Express the part of the material below that opens with the line containing "Mark the island" and closes with the line containing "point(461, 368)" as a JSON list of strings, one string per line, with blank lines left out.

········

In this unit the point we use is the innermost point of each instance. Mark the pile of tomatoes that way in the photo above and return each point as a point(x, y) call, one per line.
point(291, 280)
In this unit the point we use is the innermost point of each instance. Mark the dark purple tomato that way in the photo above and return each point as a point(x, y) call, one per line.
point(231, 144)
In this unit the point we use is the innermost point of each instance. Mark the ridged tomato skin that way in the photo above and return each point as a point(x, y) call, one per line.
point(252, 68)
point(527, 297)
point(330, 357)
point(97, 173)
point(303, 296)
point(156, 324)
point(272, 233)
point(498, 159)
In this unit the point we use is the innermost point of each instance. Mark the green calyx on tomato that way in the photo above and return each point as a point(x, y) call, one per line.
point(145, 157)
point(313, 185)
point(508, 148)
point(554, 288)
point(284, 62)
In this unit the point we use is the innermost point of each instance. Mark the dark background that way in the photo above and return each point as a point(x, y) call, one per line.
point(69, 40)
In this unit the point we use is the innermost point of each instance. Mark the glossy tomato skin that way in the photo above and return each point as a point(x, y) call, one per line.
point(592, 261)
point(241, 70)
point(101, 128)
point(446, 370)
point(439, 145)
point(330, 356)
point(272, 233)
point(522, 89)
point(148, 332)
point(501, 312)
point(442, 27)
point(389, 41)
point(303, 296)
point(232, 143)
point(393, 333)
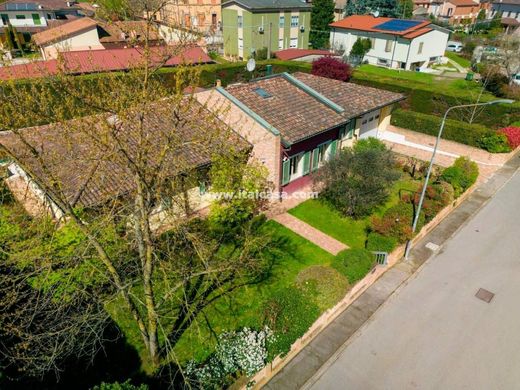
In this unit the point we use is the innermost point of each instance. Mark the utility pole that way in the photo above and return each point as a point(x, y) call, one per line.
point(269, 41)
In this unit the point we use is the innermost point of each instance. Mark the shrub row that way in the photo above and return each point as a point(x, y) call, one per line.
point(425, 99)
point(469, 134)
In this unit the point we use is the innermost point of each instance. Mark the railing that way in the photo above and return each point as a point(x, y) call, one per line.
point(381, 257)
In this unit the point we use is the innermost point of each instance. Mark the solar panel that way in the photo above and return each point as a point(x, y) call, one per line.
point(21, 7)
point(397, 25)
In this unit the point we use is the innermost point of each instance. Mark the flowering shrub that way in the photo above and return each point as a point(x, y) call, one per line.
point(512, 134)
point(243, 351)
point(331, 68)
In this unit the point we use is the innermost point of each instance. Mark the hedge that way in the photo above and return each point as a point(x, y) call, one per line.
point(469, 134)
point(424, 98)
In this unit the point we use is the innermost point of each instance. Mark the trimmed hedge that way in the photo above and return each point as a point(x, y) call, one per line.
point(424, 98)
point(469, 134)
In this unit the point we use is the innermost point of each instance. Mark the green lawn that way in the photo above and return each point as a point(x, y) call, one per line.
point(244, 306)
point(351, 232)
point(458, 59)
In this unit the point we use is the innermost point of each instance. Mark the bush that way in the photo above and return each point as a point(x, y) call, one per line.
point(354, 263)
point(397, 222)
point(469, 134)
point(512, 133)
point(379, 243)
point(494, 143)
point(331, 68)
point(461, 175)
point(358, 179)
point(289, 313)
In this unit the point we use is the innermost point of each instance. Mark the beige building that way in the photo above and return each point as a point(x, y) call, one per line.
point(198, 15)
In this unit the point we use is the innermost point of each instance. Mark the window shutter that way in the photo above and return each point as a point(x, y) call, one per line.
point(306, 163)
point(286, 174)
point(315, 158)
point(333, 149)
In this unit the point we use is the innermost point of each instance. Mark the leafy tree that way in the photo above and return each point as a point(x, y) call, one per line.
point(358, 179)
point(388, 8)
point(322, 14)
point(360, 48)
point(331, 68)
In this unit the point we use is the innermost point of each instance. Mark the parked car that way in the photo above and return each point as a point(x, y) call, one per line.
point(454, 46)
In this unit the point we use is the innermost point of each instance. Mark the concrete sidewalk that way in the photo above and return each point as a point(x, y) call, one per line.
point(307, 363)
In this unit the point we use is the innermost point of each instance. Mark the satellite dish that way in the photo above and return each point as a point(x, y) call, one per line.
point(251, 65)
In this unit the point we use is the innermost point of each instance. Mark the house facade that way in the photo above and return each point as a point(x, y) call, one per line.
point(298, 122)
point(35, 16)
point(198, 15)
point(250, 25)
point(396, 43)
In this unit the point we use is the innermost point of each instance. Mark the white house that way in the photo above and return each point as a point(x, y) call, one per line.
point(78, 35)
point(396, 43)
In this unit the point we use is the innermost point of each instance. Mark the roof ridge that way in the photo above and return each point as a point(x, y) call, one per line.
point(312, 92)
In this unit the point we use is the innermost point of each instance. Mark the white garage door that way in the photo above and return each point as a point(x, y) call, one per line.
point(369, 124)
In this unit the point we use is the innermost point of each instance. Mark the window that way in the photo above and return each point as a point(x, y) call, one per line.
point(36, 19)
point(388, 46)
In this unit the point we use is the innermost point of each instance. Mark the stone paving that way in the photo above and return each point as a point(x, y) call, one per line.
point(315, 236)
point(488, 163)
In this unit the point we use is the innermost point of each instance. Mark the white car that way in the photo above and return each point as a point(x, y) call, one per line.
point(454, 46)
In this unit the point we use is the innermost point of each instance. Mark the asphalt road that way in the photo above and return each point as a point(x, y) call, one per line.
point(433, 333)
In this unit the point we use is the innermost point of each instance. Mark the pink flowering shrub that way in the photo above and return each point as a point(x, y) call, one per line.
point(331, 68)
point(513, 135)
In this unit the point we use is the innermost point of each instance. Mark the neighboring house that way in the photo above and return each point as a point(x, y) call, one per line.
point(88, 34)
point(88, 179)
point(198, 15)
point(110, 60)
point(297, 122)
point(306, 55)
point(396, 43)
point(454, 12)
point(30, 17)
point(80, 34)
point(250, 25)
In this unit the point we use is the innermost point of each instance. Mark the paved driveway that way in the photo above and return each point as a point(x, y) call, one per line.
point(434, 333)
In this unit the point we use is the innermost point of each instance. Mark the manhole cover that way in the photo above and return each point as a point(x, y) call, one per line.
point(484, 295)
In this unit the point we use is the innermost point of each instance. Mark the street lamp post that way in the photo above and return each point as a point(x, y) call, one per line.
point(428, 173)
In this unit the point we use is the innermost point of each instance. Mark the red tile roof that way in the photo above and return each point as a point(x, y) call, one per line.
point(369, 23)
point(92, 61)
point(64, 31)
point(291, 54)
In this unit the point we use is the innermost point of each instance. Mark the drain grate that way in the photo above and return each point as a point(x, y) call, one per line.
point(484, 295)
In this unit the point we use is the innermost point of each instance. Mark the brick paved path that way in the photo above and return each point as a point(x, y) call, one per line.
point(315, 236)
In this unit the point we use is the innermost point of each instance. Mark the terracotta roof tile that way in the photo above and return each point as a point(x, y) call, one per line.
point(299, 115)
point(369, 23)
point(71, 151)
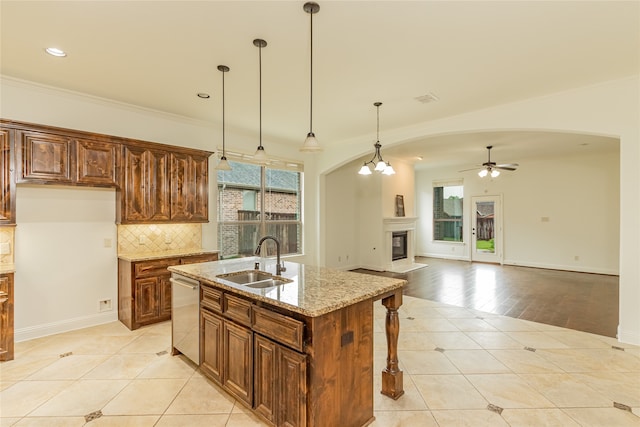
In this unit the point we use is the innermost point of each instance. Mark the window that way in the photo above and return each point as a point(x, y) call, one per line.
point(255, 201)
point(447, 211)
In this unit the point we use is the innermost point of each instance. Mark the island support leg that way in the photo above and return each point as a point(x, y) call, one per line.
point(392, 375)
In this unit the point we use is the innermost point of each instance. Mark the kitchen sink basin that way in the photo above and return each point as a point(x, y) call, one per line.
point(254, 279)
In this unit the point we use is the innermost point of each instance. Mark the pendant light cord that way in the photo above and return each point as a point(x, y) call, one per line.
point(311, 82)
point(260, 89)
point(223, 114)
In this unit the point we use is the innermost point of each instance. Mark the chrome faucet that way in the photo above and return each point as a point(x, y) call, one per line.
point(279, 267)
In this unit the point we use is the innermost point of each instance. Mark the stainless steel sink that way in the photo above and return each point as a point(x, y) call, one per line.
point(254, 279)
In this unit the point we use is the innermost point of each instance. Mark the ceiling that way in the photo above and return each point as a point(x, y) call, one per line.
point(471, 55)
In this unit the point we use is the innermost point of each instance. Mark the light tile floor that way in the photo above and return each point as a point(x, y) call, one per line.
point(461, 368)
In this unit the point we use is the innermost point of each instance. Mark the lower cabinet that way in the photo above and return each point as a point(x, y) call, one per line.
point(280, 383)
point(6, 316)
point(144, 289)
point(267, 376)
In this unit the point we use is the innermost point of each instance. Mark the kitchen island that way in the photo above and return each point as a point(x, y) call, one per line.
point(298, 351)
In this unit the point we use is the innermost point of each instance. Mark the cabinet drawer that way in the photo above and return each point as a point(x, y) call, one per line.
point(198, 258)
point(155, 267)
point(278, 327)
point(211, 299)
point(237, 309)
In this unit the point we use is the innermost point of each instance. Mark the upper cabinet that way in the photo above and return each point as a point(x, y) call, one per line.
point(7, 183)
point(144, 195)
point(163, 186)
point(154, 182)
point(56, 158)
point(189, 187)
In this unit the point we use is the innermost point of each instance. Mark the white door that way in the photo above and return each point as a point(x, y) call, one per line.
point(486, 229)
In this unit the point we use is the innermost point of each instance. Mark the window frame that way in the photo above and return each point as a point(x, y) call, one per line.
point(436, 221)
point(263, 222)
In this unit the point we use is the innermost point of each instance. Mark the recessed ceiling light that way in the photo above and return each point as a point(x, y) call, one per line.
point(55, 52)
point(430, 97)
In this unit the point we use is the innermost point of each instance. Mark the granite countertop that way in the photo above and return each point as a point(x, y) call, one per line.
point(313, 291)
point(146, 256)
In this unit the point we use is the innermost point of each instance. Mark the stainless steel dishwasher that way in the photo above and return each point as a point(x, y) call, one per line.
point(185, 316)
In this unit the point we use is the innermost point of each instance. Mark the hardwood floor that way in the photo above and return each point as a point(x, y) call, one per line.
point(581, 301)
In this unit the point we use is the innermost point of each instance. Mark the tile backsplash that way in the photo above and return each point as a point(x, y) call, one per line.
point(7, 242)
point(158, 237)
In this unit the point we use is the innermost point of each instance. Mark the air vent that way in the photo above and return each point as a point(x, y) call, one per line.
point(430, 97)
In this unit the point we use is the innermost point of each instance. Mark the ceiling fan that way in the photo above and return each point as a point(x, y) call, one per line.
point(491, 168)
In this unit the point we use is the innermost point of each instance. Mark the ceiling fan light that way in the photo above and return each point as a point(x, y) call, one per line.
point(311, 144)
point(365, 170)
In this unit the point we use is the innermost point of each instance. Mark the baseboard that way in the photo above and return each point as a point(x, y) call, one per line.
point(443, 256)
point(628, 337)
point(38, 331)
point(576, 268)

········

**Complete response:**
[
  "In this unit the point we use is the innermost point of each instance. Mark the island support leg that way in the photo above and return each point as a point(x, y) call, one per line.",
  "point(392, 375)",
  "In this unit the point we use is the innermost point of each instance. Mark the kitchen sink basin that way in the photo above and return each point as a point(x, y) call, one per line.",
  "point(254, 279)",
  "In this unit the point we use is the innermost point of each instance. Mark the pendant light cord that way in the photo above and return each point as a point(x, y) call, one per line.",
  "point(311, 82)",
  "point(260, 89)",
  "point(223, 114)",
  "In this unit the point we use is the innermost point of each instance. Mark the chrome faucet that way in the photo above and return each point as a point(x, y) call, one per line.",
  "point(279, 267)",
  "In this unit the point we use is the innermost point of each instance. Mark the stainless steel sink that way in the photo above and return each point as a point(x, y) call, one per line.",
  "point(254, 279)",
  "In this unit the point we use is the innermost point of each instance. Mark the ceiling that way in the photo above and return each point as a point(x, y) call, one per line.",
  "point(471, 55)",
  "In this unit the point we use is the innermost point of each instance. Mark the light tile floor that way in the photo above and return each point as a point(x, y) call, one per line.",
  "point(461, 368)"
]